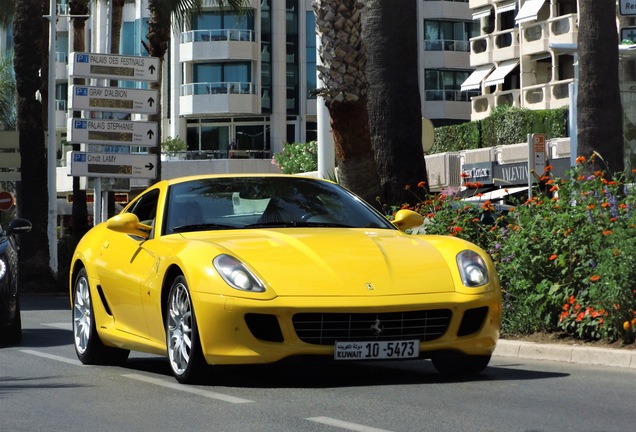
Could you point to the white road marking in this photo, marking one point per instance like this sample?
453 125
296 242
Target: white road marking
53 357
188 389
345 425
62 326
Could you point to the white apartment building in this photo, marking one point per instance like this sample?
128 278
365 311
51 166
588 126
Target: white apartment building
244 80
514 63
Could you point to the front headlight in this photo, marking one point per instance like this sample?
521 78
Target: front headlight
3 267
472 268
237 275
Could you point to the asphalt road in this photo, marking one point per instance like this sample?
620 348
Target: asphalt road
44 387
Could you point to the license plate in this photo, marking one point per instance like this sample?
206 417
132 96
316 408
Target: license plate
377 350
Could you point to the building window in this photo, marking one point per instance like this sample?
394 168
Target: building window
449 35
311 54
445 85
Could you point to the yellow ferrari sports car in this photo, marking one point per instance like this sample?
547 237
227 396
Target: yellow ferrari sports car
239 269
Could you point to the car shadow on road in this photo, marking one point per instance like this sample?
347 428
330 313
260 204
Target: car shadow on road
45 337
328 374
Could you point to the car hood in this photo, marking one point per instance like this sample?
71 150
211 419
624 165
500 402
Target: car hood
335 262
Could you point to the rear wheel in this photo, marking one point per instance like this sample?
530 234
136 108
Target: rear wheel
88 346
182 336
12 334
458 364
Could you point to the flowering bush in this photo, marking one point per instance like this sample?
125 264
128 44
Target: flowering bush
297 158
566 258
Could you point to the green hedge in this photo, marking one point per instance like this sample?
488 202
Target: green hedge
506 125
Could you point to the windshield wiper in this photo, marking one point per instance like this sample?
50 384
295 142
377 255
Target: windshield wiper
201 227
280 224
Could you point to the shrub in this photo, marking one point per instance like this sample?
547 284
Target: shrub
565 259
297 158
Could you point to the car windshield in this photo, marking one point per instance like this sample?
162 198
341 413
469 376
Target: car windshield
265 202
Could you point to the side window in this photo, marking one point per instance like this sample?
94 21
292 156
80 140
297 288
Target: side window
146 207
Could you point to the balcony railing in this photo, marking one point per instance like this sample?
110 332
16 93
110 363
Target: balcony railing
217 88
447 45
216 35
450 95
550 95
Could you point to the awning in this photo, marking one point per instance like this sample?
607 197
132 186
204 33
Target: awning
482 12
497 194
499 75
529 11
506 6
474 80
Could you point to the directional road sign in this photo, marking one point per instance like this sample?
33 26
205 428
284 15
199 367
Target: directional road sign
126 133
113 99
116 67
113 165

**ACTIVITY:**
From the line holding "Could you point to the building" to the line holding "Could you point to the rear", inclusive, restate each line above exactly as written.

**EXERCISE OUTPUT:**
Could you point to the building window in this photo, marking one point per instance like this sample?
394 168
Target: building window
449 35
311 54
445 85
Could you point to the yellow ferrari sports car in this photo, marking one point per instance like this sample?
547 237
227 396
Target: yellow ferrari sports car
239 269
Could you point to the car shadow on road in this photo, marking one point per instance like this sample?
347 428
330 313
260 204
Target: car shadow on road
45 337
328 374
Could you point to the car hood in this photo, marking one point per instance like this sample?
71 150
211 419
624 165
500 402
Target: car hood
335 262
Could you point to the rear wheel in this photo, marking one point per instance like this sample?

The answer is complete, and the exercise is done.